Rewrite each listing below, changing "tree" to "shrub" and leaving everything else as it is.

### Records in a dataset
--- BEGIN ---

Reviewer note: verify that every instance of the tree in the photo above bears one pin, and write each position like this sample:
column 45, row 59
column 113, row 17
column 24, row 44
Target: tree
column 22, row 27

--- END ---

### Output of the task
Reviewer note: verify that every instance of the shrub in the photo above bears one pin, and write each position like this sample:
column 45, row 59
column 113, row 17
column 24, row 44
Target: shrub
column 22, row 27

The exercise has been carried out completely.